De hecho, podría haber prescindido Brisseau, sin una gran pérdida de información, de los medios por los que superficialmente interviene en la historia narrada y seguiría siendo no obstante su film más impúdicamente audaz.
Su presencia en primera persona consiste sobre todo en el uso de su inconfundible voz en off - sin erigirse en narrador, sólo para aportar un matiz temporal, para que sepamos que todo lo que vemos ya ocurrió - así como también en una breve intervención como actor incorporando a un miembro del equipo de filmación y en unas enigmáticas psicofonías intercaladas en varias ocasiones, con sonido radiofónico o quizás salido de unos auriculares, el “utensilio” que hermana la soledad de algunos cineastas con las de noctámbulos y viajeros.

Datos proporcionados:
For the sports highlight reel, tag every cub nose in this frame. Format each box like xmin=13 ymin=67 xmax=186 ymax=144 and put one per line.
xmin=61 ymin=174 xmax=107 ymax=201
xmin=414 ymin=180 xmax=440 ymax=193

Tareas y ejercicios:
(1) Resume en forma de lista el párrafo del texto sobre Brisseau que empieza con "Su presencia en primera persona", sin perder sus datos principales.
(2) Según el texto sobre Brisseau, ¿qué aporta su voz en off?
(3) Reproduce sin cambios el fragmento del texto sobre Brisseau que se abre con las palabras que contienen "De hecho, podría" y se cierra con "más impúdicamente audaz.".

Respuestas:
(1)
- Brisseau está presente sobre todo mediante su inconfundible voz en off. No actúa como narrador y solo aporta un matiz temporal: indica que todo lo que vemos ya ocurrió.
- Hace una breve intervención como actor, en el papel de un miembro del equipo de filmación.
- Intercala varias veces unas enigmáticas psicofonías con sonido radiofónico o quizás de auriculares, el utensilio que hermana la soledad de algunos cineastas con la de noctámbulos y viajeros.

(2) Un matiz temporal, para que sepamos que todo lo que vemos ya ocurrió.

(3)
De hecho, podría haber prescindido Brisseau, sin una gran pérdida de información, de los medios por los que superficialmente interviene en la historia narrada y seguiría siendo no obstante su film más impúdicamente audaz.